Quoted passage:
** start **
Jasmine Ketibuah-Foley reflects on her experiences as a community researcher at Up Our Street. What does it mean to really take time to listen to people in a community?
"The first project completed by the research team here at Up Our Street, the Wellbeing in Easton and Lawrence Hill Report, has so far been met with extremely positive responses from the local community and service providers alike. Since then, I have no doubt that research can have immense impact on understanding communities, and it also has the potential to encourage and support change and growth within a locality. Before starting as a community researcher at Up Our Street, I was under the impression that research was reserved for scientists in lab coats pouring over petri dishes or academics in universities who are excited about hypotheses, theories and data. I had no idea that it could involve working with communities at grassroots level and doing more than the standard desk research.
While carrying out the Wellbeing in Easton and Lawrence Hill research, I quickly formed relationships with local people and it was from these interactions that I realised I wasn’t just doing research but I was building very important relationships with the residents around me. It was also when I realised that research is really fun! It then became a question of ‘how do we represent the community well, as a whole, but also with its nuances?’ This was a major responsibility, but chatting to residents and visiting community groups gave the perspective we needed to respectfully characterise life in Easton and Lawrence Hill. And yes! This can be done through data and reports, but the most important part was getting out there and having those conversations with residents!
Many of our survey and interview participants were really happy that someone had taken the time out of their own day to hear their personal opinions. It isn’t every day that there’s a service provider, organisation or local MP stopping you whilst you’re out just to ask how things are. We found that people really appreciate when that happens.
Following on from the report, we would like to see what actions come from our work and we will continue toencourage groups working in the area to use it to address the community’s needs. Our research data and report are invaluable resources for anyone looking to improve the wellbeing of residents. So if you’re reading this and are looking to gain insight into the Easton and Lawrence Hill communities, if you want to find ways to make positive changes, don’t hesitate to get in contact with Up Our Street! We’d really love to hear from you.
** end **
Material supplied:
** start **
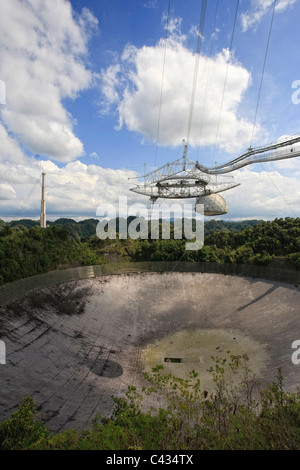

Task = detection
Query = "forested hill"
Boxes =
[0,225,101,285]
[4,217,262,240]
[0,218,300,284]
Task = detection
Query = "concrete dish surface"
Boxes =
[0,272,300,432]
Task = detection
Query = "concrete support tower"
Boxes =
[40,173,46,228]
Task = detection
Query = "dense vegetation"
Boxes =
[0,218,300,284]
[89,218,300,267]
[0,225,101,284]
[0,356,300,450]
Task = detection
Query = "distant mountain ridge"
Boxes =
[0,217,263,240]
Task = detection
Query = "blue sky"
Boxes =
[0,0,300,220]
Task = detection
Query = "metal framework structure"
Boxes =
[130,134,300,215]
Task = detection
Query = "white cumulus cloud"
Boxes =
[0,0,97,162]
[241,0,296,31]
[102,20,259,152]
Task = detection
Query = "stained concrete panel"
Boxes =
[0,273,300,432]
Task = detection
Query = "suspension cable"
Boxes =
[213,0,240,165]
[186,0,207,145]
[250,0,276,148]
[154,0,171,167]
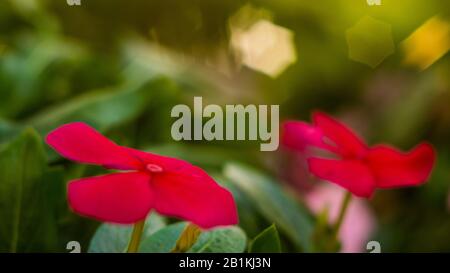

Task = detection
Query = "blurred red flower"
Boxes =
[46,122,238,228]
[305,183,376,253]
[282,112,435,198]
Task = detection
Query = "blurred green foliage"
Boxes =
[0,0,450,252]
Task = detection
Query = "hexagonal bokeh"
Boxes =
[346,16,395,68]
[402,16,450,70]
[231,20,297,77]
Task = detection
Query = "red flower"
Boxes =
[46,122,238,228]
[282,112,435,197]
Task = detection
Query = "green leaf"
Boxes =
[249,225,281,253]
[28,78,172,133]
[140,222,247,253]
[188,226,247,253]
[88,213,166,253]
[224,163,314,251]
[0,129,65,252]
[139,222,186,253]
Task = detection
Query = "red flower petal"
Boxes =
[151,163,238,228]
[313,112,367,158]
[308,158,375,198]
[281,121,336,152]
[366,143,435,188]
[46,122,140,170]
[68,172,154,224]
[122,147,186,171]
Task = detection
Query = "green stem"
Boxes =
[170,223,202,253]
[127,219,145,253]
[333,192,352,237]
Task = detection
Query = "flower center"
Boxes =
[145,164,163,173]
** end **
What is required: Restate the stretch of the account of community research from "While carrying out" through "conversations with residents!", replacing every "residents" with "neighbors". Work from the account of community research alone, setting the listing aside.

Answer to the problem:
While carrying out the Wellbeing in Easton and Lawrence Hill research, I quickly formed relationships with local people and it was from these interactions that I realised I wasn’t just doing research but I was building very important relationships with the neighbors around me. It was also when I realised that research is really fun! It then became a question of ‘how do we represent the community well, as a whole, but also with its nuances?’ This was a major responsibility, but chatting to neighbors and visiting community groups gave the perspective we needed to respectfully characterise life in Easton and Lawrence Hill. And yes! This can be done through data and reports, but the most important part was getting out there and having those conversations with neighbors!